Given instruction:
Find each line in the entries below that has the word "road" in it, and copy those lines out.

Rows:
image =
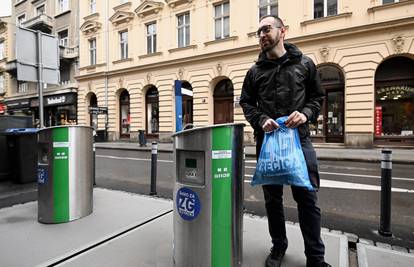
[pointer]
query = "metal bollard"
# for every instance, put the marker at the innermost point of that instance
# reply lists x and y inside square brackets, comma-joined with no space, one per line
[94,162]
[386,176]
[153,190]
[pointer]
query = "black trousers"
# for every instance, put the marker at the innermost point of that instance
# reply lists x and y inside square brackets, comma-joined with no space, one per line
[309,212]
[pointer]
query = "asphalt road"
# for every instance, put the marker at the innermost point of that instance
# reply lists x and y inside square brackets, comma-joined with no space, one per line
[349,196]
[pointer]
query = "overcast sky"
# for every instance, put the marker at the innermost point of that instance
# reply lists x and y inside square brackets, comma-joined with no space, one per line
[5,8]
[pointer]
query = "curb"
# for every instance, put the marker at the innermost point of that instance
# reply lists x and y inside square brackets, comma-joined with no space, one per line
[251,155]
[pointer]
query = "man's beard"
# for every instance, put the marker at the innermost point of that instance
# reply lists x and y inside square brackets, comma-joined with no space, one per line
[272,43]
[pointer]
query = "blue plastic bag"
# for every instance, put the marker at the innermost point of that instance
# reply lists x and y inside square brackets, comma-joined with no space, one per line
[281,159]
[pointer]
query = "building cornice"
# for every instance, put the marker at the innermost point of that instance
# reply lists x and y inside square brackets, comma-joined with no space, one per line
[353,30]
[390,5]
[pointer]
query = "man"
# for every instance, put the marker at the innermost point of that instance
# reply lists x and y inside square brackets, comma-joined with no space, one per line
[283,82]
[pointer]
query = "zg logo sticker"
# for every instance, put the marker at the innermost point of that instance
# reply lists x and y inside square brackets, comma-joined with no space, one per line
[188,204]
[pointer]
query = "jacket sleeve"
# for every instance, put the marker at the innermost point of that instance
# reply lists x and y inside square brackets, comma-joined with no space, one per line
[248,102]
[314,93]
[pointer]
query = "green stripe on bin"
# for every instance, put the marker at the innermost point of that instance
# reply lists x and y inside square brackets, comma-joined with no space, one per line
[221,254]
[60,175]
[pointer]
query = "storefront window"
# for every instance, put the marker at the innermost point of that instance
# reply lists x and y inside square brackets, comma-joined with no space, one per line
[330,123]
[125,115]
[394,99]
[152,110]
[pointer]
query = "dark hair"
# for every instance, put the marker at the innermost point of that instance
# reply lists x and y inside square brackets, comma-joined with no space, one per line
[277,19]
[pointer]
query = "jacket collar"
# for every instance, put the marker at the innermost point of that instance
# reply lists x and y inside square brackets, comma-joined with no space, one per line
[292,51]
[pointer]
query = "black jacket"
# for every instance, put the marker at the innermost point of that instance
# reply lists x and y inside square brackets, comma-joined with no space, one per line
[272,90]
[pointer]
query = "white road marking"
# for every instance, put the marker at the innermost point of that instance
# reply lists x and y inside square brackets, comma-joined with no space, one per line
[346,185]
[354,175]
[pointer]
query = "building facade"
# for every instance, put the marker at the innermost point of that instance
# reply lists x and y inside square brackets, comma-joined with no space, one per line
[58,18]
[5,34]
[132,53]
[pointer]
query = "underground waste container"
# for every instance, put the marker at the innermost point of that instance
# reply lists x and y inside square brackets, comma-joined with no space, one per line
[65,173]
[22,153]
[208,196]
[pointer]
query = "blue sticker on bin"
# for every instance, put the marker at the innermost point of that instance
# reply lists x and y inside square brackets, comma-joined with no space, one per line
[188,204]
[42,175]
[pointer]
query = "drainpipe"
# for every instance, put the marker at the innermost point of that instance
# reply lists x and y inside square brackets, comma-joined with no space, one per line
[107,66]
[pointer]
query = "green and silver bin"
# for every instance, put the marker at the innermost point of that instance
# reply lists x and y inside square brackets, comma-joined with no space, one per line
[65,173]
[208,196]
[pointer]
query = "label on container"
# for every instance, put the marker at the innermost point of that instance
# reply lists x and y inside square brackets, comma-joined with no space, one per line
[188,204]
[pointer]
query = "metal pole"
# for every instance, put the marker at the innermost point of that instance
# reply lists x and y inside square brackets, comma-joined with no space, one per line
[153,190]
[40,78]
[386,176]
[94,163]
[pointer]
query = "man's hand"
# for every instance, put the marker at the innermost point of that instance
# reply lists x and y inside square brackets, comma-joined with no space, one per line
[295,119]
[270,125]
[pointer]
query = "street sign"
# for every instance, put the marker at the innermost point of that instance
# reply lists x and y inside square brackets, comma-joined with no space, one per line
[98,110]
[29,57]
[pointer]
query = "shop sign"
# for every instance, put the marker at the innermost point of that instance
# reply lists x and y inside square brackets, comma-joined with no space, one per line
[17,104]
[98,110]
[395,92]
[55,100]
[378,121]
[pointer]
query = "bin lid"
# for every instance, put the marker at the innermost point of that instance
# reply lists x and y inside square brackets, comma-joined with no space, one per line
[20,131]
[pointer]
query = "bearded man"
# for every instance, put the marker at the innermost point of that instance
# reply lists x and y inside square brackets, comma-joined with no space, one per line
[284,82]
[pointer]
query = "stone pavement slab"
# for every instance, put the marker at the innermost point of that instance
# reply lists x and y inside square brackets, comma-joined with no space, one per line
[151,246]
[372,256]
[26,242]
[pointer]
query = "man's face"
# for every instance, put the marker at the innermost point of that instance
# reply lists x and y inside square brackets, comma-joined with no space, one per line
[269,35]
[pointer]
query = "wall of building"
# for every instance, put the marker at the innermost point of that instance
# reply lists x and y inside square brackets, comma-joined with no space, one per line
[357,40]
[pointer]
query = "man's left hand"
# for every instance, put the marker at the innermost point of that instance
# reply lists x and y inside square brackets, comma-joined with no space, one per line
[295,119]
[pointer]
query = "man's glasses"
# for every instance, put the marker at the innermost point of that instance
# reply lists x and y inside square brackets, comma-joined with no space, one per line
[265,29]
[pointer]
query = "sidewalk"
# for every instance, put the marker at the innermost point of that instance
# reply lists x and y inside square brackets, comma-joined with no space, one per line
[399,156]
[134,230]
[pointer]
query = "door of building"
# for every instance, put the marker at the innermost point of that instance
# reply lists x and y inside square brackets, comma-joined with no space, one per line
[334,116]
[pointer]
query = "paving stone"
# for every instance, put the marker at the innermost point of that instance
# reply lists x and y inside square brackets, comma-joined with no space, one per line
[401,249]
[336,232]
[366,241]
[351,237]
[383,245]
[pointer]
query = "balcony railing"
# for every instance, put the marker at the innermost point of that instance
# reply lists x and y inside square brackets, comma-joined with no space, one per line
[69,52]
[41,22]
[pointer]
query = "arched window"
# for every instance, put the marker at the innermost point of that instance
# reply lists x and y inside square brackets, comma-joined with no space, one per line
[394,100]
[125,117]
[93,102]
[223,102]
[152,112]
[330,124]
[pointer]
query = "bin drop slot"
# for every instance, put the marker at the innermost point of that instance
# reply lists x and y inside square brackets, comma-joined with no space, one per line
[191,167]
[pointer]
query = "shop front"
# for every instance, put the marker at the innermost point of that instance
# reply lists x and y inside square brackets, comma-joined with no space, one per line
[58,109]
[394,102]
[18,107]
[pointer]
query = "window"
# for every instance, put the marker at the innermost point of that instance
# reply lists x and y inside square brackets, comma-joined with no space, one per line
[63,38]
[92,51]
[183,30]
[40,10]
[152,38]
[21,87]
[1,50]
[92,6]
[268,7]
[222,20]
[324,8]
[123,40]
[1,84]
[21,19]
[389,1]
[63,5]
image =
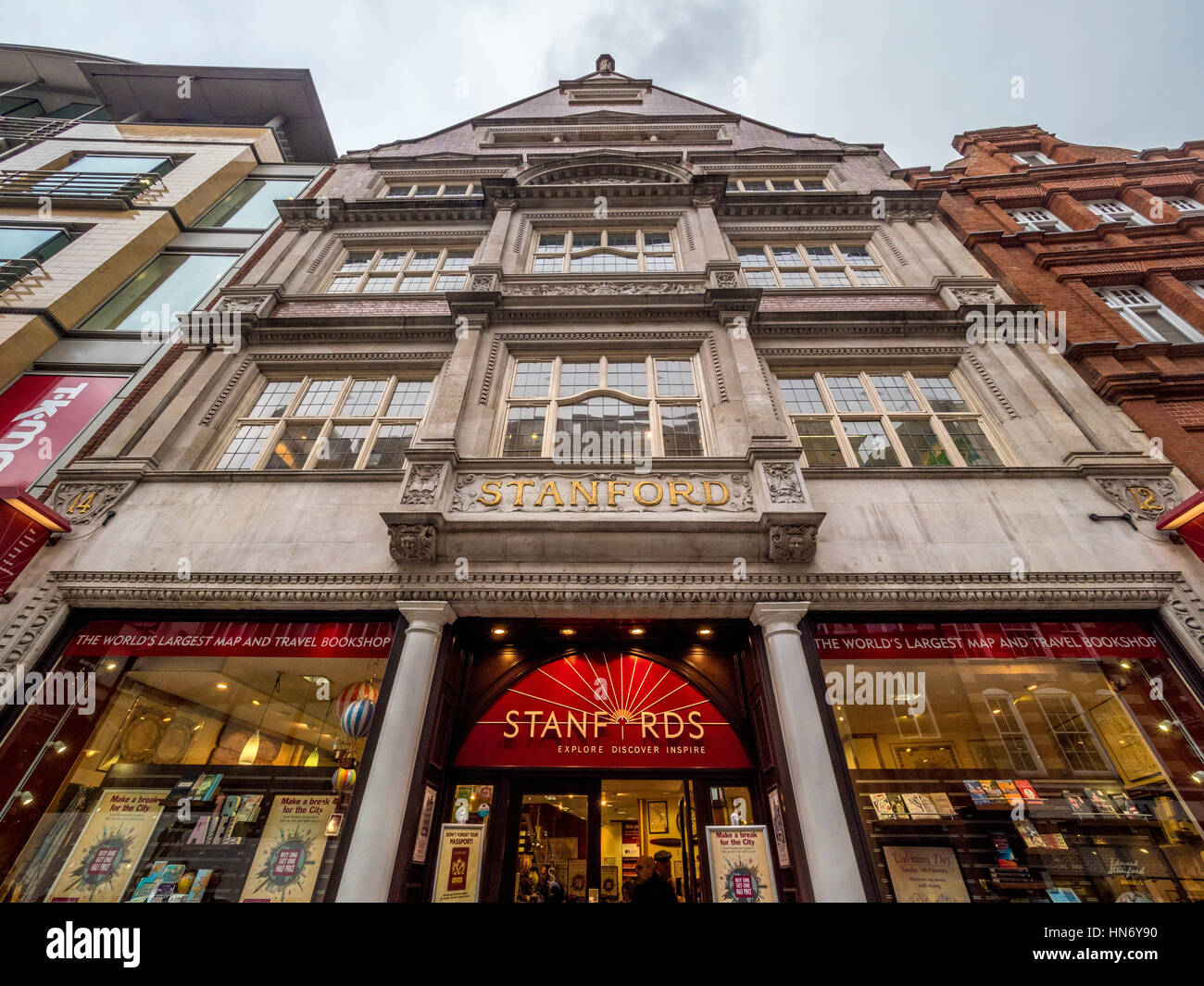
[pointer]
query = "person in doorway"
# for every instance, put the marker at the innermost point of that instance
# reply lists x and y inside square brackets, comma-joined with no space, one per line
[655,884]
[554,891]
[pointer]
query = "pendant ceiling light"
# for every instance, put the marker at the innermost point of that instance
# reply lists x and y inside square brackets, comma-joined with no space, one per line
[251,749]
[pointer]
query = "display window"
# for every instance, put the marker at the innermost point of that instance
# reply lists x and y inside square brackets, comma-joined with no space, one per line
[188,762]
[1020,761]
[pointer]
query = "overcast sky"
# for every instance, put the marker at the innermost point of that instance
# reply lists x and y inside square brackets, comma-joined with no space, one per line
[908,75]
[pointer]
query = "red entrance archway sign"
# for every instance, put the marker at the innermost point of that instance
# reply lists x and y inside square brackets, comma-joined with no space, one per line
[603,710]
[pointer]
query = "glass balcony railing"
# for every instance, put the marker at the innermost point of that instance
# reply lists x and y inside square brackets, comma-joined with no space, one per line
[11,271]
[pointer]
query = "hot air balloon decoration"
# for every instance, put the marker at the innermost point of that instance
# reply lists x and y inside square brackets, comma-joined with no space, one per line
[357,718]
[357,692]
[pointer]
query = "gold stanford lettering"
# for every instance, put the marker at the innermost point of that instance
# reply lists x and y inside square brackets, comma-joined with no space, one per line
[646,493]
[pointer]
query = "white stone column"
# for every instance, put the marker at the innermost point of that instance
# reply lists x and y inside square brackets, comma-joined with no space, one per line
[831,858]
[370,860]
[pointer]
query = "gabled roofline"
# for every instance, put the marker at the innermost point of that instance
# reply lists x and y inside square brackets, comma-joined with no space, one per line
[478,119]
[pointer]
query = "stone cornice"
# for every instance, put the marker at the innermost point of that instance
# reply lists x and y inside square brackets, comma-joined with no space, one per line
[870,592]
[44,608]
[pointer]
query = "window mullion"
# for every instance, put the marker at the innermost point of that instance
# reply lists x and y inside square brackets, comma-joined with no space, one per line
[892,440]
[323,436]
[550,418]
[273,438]
[947,441]
[361,460]
[847,449]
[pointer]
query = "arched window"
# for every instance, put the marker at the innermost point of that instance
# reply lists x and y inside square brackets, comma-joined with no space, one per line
[1071,732]
[1012,732]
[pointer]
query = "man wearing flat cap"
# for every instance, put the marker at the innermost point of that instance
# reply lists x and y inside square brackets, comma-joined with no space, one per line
[658,886]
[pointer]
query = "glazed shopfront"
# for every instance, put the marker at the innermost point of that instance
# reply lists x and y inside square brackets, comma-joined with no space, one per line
[971,757]
[185,761]
[1018,760]
[582,746]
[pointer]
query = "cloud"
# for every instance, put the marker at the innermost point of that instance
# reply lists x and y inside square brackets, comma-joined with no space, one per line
[906,75]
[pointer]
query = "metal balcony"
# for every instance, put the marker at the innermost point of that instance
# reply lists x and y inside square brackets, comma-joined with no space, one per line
[29,129]
[11,271]
[75,188]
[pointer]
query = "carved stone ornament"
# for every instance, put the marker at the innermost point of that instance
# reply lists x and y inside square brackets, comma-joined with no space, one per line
[784,483]
[248,305]
[594,288]
[1148,499]
[973,295]
[793,542]
[422,483]
[82,504]
[412,542]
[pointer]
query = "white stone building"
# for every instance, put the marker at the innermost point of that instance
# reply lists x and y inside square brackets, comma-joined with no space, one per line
[615,384]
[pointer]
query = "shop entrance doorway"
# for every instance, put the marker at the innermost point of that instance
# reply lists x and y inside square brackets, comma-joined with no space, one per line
[598,840]
[593,768]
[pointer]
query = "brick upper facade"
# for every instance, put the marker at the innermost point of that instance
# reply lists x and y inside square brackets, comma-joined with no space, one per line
[1063,224]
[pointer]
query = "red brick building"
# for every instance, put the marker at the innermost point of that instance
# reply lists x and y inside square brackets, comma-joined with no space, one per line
[1110,236]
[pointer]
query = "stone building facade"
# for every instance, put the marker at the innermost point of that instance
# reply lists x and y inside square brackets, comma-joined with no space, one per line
[617,384]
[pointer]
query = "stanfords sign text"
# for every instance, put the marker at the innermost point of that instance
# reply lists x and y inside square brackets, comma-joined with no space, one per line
[596,493]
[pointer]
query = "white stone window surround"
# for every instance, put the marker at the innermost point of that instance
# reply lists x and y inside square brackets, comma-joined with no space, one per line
[400,268]
[654,248]
[882,411]
[854,259]
[1038,219]
[1185,204]
[779,183]
[548,402]
[378,405]
[433,188]
[1115,211]
[1147,315]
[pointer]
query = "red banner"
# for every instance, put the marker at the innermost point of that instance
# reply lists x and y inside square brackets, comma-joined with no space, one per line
[40,416]
[149,638]
[1118,640]
[610,712]
[20,537]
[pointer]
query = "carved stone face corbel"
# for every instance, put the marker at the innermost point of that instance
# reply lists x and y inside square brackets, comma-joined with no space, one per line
[409,540]
[793,542]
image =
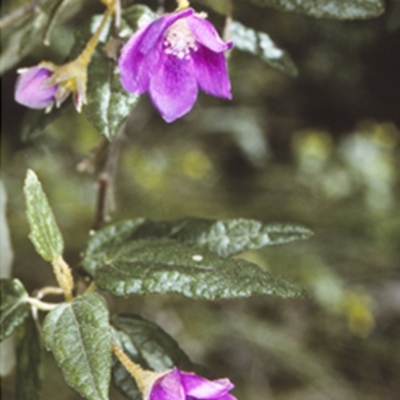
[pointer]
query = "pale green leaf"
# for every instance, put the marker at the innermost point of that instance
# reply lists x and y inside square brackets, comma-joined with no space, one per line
[148,345]
[261,45]
[14,307]
[109,105]
[44,232]
[79,335]
[29,361]
[224,237]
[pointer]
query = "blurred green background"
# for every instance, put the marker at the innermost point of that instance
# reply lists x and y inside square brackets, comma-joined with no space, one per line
[321,150]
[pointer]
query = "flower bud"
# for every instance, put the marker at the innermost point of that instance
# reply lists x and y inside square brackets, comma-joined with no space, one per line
[33,89]
[182,385]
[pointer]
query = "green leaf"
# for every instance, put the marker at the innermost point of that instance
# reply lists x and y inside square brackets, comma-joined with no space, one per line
[136,17]
[109,105]
[29,358]
[148,345]
[223,7]
[35,122]
[14,307]
[339,9]
[45,234]
[260,44]
[20,36]
[162,266]
[224,237]
[79,335]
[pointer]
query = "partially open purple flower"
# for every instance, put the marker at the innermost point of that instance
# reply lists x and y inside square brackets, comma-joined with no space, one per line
[173,56]
[179,385]
[33,90]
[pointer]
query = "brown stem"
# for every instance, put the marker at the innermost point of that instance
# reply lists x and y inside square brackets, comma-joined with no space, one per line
[105,196]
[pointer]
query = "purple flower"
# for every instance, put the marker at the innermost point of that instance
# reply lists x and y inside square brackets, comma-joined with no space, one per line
[33,90]
[173,56]
[179,385]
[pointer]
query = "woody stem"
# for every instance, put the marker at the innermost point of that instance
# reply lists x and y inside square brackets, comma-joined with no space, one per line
[86,55]
[135,370]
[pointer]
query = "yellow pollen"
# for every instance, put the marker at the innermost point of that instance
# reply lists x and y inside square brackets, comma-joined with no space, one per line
[179,41]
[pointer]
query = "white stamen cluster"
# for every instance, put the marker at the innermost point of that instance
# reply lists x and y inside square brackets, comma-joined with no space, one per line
[179,40]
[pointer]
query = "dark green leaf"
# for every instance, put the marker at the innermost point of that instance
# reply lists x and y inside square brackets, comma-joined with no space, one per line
[339,9]
[35,122]
[79,335]
[45,234]
[224,237]
[260,44]
[166,266]
[148,345]
[223,7]
[135,17]
[14,308]
[19,36]
[29,357]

The reply:
query = "asphalt road"
query = "white road marking"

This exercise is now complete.